## BEGIN Source

On Wed, 2013-08-07 at 13:36 -0400, Steven Rostedt wrote:
> As I said, I would post the patches that let the jmps used by jump labels
> be turn to 2 bytes where possible. These are a bit controversial due
> to the complexity of the update_jump_label code.
> 
> These patches are based off of tip's x86/jumplabel code.
> 
> But if someone cares to play with it, feel free. I'll push this up
> to my repo under: tip/perf/jump-label-7 (internally this is my 7th version).
> 
> I'll post a patch that does the counting as well as a reply to this
> post.

Here's the patch that forces the update and counts the number of short
jumps vs long jumps. It also outputs the locations of the short jumps.

On another box, using a distro config, I had even better results:

[    2.352448] short jumps: 193
[    2.355407]  long jumps: 219

Signed-off-by: Steven Rostedt <rostedt@goodmis.org>

Index: linux-trace.git/arch/x86/kernel/jump_label.c
===================================================================
--- linux-trace.git.orig/arch/x86/kernel/jump_label.c
+++ linux-trace.git/arch/x86/kernel/jump_label.c
@@ -44,6 +44,9 @@ static void bug_at(unsigned char *ip, in
 	BUG();
 }
 
+static int short_nops;
+static int long_nops;
+
 static void __jump_label_transform(struct jump_entry *entry,
 				   enum jump_label_type type,
 				   void *(*poker)(void *, const void *, size_t),
@@ -82,9 +85,14 @@ static void __jump_label_transform(struc
 		 */
 		if (init) {
 			/* Ignore short nops, we do not change them */
-			if (memcmp(ip, nop_short, 2) == 0)
+			if (memcmp(ip, nop_short, 2) == 0) {
+				short_nops++;
+				printk("short jump at: %pS %p\n",
+				       (void *)ip, (void *)ip);
 				return;
+			}
 
+			long_nops++;
 			/* We are initializing from the default nop */
 			if (unlikely(memcmp(ip, default_nop, 5) != 0))

## END Source

Required task 1:
In the jump label patch post, restate word for word the part from "On Wed, 2013-08-07" up to and including "my 7th version).".
Required task 2:
In the jump label patch post, how many short jumps were counted on the other box with a distro config?
Required task 3:
Which functions and macros are called in the code lines of the jump label patch post? List each name once.

## BEGIN Dataset content

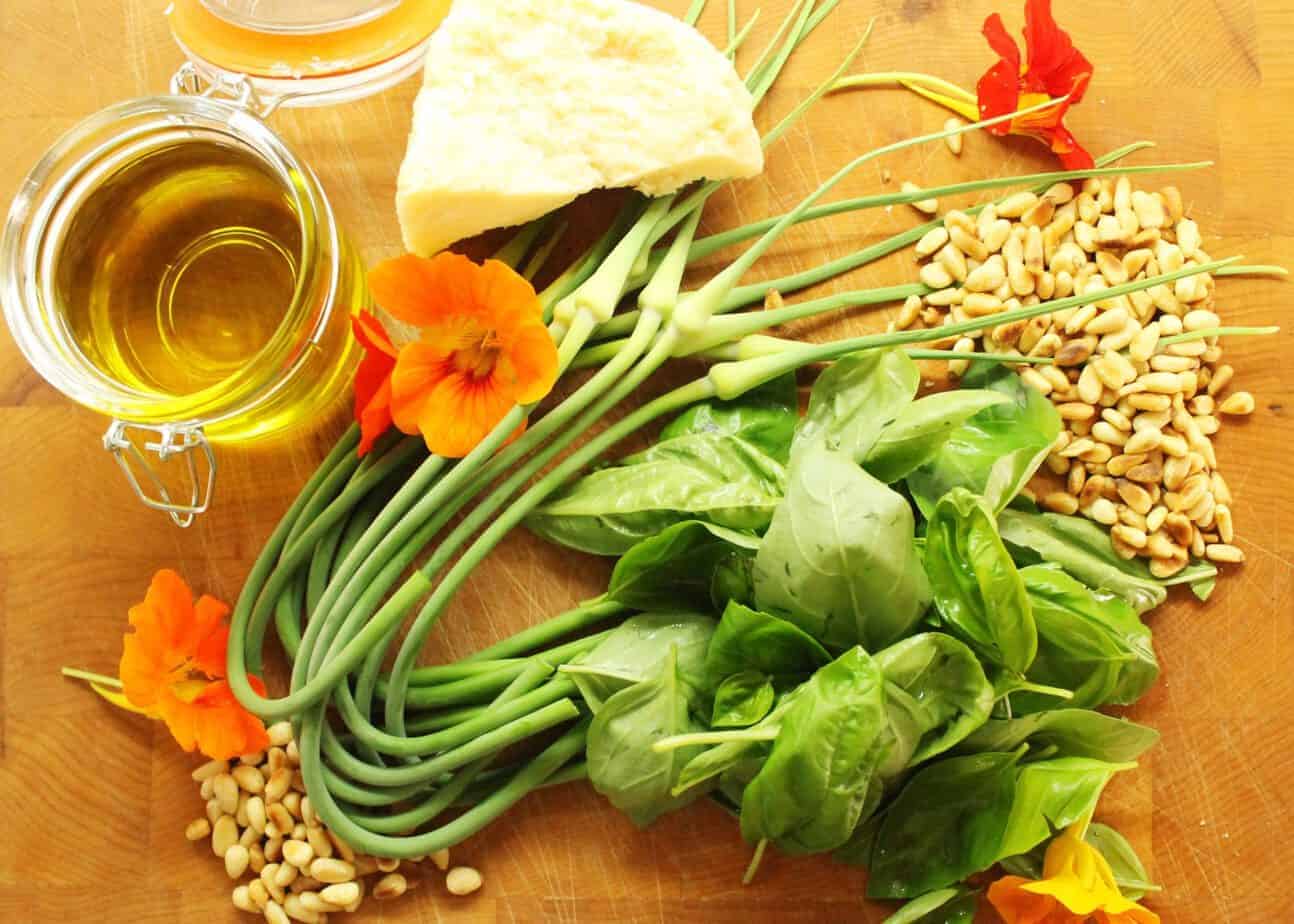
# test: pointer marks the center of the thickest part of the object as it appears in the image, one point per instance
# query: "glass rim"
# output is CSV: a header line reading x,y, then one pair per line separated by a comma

## END Dataset content

Result 1:
On Wed, 2013-08-07 at 13:36 -0400, Steven Rostedt wrote:
> As I said, I would post the patches that let the jmps used by jump labels
> be turn to 2 bytes where possible. These are a bit controversial due
> to the complexity of the update_jump_label code.
> 
> These patches are based off of tip's x86/jumplabel code.
> 
> But if someone cares to play with it, feel free. I'll push this up
> to my repo under: tip/perf/jump-label-7 (internally this is my 7th version).

Result 2:
193

Result 3:
BUG, memcmp, printk, unlikely